DATA SUPPLIED:
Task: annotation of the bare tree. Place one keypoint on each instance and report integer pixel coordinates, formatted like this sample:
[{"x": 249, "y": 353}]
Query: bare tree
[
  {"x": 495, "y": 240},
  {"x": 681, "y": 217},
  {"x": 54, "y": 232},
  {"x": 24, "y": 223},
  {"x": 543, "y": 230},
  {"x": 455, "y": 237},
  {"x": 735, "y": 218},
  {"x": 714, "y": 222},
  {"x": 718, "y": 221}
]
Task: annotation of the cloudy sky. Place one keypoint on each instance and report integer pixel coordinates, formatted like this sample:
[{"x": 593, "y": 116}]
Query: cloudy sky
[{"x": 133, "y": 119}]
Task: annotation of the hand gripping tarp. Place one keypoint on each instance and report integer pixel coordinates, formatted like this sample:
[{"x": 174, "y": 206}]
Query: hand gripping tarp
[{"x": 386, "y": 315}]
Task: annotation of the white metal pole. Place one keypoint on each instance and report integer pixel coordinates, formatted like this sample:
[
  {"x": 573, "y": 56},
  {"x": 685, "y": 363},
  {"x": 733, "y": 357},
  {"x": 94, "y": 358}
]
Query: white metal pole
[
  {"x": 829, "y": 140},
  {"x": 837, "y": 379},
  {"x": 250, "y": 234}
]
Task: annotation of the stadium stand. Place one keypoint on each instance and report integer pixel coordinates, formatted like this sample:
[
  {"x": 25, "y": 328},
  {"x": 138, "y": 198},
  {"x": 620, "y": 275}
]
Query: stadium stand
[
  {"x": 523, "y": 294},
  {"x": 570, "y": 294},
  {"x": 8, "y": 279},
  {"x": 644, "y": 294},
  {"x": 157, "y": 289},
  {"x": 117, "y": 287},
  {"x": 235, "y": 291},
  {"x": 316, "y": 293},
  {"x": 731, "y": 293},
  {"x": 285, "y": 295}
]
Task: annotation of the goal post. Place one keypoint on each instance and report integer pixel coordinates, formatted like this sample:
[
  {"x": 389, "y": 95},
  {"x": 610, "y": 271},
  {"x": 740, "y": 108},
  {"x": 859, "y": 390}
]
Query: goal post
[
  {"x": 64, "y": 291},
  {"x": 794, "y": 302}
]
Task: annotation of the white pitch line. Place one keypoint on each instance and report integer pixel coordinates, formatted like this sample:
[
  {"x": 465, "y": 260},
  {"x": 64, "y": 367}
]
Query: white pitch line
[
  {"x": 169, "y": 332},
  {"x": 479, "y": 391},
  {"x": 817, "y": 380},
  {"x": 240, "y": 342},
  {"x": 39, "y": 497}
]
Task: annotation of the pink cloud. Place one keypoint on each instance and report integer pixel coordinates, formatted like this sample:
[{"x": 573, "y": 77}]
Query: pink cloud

WHAT YOU HAVE TO DO:
Only those lines running from the one containing "Task: annotation of the white metal" through the last line of the data above are to be copied, exactly, with both ends included.

FINAL RESULT:
Task: annotation of the white metal pole. Place one keypoint on each instance and report integer pixel coordinates, formatted like this sample:
[
  {"x": 573, "y": 56},
  {"x": 685, "y": 363},
  {"x": 733, "y": 357},
  {"x": 94, "y": 358}
]
Query: white metal pole
[
  {"x": 829, "y": 140},
  {"x": 837, "y": 379},
  {"x": 250, "y": 234}
]
Task: annotation of the stadium stand. Place one keypoint on each instance and report integer pixel coordinates, formatted like this sample:
[
  {"x": 25, "y": 328},
  {"x": 138, "y": 198},
  {"x": 620, "y": 275}
]
Query: stadium stand
[
  {"x": 523, "y": 294},
  {"x": 570, "y": 294},
  {"x": 8, "y": 279},
  {"x": 644, "y": 294},
  {"x": 157, "y": 289},
  {"x": 117, "y": 287},
  {"x": 235, "y": 291},
  {"x": 316, "y": 293},
  {"x": 731, "y": 293},
  {"x": 285, "y": 295}
]
Task: annotation of the goal post. Place one keypoint on each instance and report integer pixel coordinates, formatted like this sample:
[
  {"x": 389, "y": 95},
  {"x": 610, "y": 271},
  {"x": 740, "y": 108},
  {"x": 859, "y": 390}
]
Query: goal post
[
  {"x": 64, "y": 291},
  {"x": 794, "y": 302}
]
Task: annotation of the white pitch line. Place one keypoint on each instance and report integer pixel coordinates, formatted like this sample:
[
  {"x": 465, "y": 260},
  {"x": 64, "y": 367}
]
Query: white pitch line
[
  {"x": 169, "y": 332},
  {"x": 479, "y": 391},
  {"x": 817, "y": 380},
  {"x": 240, "y": 342},
  {"x": 39, "y": 497}
]
Task: annotation of the pink cloud. Place one keypoint on each instance and report integer pixel coordinates, formatted like this sample:
[{"x": 573, "y": 77}]
Query: pink cloud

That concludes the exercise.